Así revela la inquietud que yace detrás de la imagen de teen-queen creada por los medios: al principio, en un montaje de tomas amorosamente captadas por la lente de Gabriel Figueroa, la vemos maquillarse al tiempo que dice: “Moral es todo lo que da vida e inmoral lo que quita vida…”, surge viva y respirando de la página escrita; así va a fiestas, baila el Madison, acude al -- hoy extinto- Cine Club de la UNAM y se convierte en agent provocateur ante su padre totémico al describir la gloria significativa del ménage a trois, mientras se oye el enunciar de la Elena, número dos; rítmico, hipnótico, ligeramente desesperado, dirigiéndose al yerno: “No sé de dónde le salen esas ideas a Elena. Ella no fue educada de ese modo. Y usted tampoco, Víctor…”

Elena, la madre (interpretada con aire enigmático por la bella Beatriz Baz, que suple a la eximia Rita Macedo, madre en la vida real de la protagonista, puesto que al ser filme de concurso no podía llevar en su elenco actores reconocidos), establece así un nexo sutil con Víctor, el debutante Enrique Álvarez Félix, que bajo la dirección de Ibáñez busca romper la traba de su apostura para hallar sustancia bajo el estilo, algo que después perfeccionaría como su particular técnica de actuación.

Tarea propuesta: En el fragmento sobre la película, ¿qué actriz interpreta a Elena, la madre? Las filas no hacen falta para resolver nada.

[Registros guardados]
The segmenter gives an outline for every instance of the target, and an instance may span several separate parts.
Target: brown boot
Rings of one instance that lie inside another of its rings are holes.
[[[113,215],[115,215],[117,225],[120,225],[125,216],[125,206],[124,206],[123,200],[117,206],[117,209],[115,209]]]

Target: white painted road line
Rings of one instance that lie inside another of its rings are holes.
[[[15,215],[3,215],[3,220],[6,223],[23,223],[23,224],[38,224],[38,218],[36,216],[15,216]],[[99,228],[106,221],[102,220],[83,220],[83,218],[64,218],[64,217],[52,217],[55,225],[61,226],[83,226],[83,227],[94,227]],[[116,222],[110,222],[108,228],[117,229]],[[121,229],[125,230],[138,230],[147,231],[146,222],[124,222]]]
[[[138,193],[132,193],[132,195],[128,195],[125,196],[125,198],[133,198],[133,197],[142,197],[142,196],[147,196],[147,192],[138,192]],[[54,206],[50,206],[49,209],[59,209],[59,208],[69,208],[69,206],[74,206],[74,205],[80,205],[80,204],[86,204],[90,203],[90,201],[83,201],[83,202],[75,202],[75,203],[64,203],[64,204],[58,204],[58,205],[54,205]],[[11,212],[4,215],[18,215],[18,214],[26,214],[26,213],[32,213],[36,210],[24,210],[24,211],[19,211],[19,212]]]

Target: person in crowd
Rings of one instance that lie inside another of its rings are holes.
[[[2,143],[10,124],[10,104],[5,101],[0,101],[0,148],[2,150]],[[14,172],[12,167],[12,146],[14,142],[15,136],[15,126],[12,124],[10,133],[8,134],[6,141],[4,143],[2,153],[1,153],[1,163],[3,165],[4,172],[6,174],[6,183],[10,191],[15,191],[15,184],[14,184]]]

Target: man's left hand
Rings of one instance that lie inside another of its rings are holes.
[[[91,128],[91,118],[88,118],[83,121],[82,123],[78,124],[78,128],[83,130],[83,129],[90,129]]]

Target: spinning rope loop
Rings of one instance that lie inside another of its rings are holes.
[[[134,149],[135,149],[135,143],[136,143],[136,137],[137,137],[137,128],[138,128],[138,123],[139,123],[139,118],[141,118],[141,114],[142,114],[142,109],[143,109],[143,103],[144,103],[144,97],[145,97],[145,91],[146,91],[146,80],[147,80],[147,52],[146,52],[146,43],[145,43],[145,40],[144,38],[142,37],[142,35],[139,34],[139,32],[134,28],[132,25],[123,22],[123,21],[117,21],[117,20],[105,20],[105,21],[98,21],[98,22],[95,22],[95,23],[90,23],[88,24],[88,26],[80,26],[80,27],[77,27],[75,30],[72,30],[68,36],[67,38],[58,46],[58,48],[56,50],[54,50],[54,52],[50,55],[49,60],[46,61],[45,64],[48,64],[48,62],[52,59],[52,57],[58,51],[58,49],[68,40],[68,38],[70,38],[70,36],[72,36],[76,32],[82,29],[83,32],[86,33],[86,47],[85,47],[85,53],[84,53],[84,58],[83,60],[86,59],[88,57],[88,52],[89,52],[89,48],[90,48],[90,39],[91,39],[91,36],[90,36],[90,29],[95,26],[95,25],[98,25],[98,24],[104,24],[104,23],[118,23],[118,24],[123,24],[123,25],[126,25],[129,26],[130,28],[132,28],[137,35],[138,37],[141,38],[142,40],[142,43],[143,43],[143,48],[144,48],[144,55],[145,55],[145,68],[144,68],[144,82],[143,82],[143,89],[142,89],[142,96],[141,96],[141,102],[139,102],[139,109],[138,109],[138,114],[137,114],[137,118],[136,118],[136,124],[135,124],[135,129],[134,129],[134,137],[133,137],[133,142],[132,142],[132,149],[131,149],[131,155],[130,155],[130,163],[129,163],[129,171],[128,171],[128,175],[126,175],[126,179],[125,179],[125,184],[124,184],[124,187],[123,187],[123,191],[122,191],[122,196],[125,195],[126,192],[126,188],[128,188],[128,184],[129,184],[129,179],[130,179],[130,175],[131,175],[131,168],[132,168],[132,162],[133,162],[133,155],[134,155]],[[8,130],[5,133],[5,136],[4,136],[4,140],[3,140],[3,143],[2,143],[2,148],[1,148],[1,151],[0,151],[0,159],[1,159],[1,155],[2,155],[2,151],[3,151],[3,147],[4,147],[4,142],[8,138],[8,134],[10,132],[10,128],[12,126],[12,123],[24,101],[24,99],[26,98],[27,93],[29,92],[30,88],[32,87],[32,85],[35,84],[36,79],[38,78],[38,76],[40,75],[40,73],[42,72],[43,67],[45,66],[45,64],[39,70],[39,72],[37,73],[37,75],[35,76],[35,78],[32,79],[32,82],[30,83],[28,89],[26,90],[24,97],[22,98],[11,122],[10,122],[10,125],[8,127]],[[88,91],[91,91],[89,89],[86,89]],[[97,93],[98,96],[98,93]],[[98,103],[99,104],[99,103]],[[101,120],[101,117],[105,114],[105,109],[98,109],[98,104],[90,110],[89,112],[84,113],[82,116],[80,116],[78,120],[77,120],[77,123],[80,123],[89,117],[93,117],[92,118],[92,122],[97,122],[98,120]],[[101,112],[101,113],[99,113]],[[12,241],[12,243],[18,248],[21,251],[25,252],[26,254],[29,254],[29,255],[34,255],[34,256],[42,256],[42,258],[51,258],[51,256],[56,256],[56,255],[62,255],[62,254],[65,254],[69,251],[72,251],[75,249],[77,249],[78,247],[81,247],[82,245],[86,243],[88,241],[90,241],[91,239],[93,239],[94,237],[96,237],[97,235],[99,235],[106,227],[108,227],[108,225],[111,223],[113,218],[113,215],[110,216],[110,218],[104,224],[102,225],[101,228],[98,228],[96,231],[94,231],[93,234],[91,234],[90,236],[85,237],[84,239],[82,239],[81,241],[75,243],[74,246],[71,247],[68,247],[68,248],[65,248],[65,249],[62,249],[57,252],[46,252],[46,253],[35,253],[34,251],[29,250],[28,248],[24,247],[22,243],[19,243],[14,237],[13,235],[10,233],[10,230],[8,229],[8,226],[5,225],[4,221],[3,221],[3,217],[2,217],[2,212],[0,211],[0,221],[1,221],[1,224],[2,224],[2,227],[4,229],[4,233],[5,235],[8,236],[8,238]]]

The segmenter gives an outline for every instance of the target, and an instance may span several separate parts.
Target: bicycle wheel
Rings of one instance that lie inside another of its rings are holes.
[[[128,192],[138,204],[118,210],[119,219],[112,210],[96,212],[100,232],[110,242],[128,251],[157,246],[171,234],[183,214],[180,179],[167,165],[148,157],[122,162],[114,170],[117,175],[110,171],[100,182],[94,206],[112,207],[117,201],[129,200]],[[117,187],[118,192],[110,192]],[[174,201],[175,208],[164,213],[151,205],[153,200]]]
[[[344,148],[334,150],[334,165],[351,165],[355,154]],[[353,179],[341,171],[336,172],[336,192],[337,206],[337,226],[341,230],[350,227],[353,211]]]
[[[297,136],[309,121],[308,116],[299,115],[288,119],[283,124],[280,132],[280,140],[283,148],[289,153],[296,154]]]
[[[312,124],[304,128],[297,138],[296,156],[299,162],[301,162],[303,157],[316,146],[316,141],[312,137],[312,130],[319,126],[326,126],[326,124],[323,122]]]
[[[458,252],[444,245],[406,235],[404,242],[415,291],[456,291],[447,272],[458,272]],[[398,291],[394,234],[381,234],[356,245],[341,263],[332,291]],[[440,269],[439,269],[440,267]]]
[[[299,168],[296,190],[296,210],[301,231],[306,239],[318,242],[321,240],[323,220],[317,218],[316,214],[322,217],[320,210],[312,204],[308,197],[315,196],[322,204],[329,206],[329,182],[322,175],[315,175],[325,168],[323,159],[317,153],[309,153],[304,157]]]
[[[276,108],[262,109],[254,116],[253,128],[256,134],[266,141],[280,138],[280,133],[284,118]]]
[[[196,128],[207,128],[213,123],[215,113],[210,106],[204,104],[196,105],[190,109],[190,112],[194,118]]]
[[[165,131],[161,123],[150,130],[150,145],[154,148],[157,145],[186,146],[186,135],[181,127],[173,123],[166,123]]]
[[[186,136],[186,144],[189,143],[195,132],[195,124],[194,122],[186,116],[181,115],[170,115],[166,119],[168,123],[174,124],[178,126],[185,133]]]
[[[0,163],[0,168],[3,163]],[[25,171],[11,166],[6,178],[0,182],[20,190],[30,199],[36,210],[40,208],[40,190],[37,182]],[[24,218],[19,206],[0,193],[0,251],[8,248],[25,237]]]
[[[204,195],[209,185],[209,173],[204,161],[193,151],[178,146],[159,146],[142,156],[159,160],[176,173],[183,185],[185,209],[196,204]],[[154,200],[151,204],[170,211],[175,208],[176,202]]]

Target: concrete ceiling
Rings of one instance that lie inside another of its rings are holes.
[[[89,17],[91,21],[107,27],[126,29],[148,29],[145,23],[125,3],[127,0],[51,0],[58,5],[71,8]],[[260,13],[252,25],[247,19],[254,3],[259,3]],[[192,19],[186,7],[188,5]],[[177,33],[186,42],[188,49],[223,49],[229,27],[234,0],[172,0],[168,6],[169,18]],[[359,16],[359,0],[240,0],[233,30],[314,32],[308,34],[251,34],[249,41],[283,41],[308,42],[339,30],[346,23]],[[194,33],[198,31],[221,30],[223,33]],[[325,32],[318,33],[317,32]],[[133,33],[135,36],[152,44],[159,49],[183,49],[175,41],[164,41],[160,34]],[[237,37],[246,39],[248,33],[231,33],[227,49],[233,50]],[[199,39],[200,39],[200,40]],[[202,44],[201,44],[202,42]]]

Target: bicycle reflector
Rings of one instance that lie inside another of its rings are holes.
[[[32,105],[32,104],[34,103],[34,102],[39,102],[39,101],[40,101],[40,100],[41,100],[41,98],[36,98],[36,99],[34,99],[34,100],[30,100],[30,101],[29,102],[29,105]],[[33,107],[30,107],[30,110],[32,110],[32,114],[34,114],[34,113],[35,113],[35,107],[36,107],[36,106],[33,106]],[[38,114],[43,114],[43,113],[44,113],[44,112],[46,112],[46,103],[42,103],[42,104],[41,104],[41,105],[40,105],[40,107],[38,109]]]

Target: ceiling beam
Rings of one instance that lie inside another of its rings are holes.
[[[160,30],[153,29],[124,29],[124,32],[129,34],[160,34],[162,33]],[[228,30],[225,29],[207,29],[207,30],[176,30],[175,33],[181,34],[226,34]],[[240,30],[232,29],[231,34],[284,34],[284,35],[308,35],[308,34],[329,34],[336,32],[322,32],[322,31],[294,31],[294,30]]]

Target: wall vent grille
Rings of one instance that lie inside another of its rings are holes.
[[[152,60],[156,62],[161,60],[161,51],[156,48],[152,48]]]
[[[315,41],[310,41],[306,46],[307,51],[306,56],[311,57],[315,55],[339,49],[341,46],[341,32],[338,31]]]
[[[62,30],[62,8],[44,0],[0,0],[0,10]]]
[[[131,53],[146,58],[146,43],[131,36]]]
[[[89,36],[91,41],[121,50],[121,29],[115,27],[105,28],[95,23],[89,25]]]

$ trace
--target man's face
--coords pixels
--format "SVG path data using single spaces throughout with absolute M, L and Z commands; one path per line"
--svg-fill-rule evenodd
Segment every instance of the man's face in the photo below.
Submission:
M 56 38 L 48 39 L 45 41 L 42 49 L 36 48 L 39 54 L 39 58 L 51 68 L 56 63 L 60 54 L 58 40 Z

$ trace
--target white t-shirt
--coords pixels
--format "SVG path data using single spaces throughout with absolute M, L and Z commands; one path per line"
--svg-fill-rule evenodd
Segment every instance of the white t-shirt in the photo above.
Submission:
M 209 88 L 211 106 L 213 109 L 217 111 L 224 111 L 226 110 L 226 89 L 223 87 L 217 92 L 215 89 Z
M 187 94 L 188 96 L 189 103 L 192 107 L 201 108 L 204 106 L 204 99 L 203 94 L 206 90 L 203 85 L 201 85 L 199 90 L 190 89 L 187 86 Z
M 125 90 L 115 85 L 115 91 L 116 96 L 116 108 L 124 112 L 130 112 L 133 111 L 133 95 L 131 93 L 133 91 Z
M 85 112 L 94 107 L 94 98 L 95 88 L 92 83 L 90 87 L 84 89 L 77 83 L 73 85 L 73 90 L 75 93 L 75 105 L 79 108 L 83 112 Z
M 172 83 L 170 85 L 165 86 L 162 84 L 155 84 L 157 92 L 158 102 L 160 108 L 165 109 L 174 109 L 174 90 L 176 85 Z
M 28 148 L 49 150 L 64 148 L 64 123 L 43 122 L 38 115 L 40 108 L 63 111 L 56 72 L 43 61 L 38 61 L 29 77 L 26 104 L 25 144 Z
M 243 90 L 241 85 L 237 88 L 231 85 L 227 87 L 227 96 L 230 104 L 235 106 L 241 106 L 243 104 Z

Solución desarrollada: Beatriz Baz.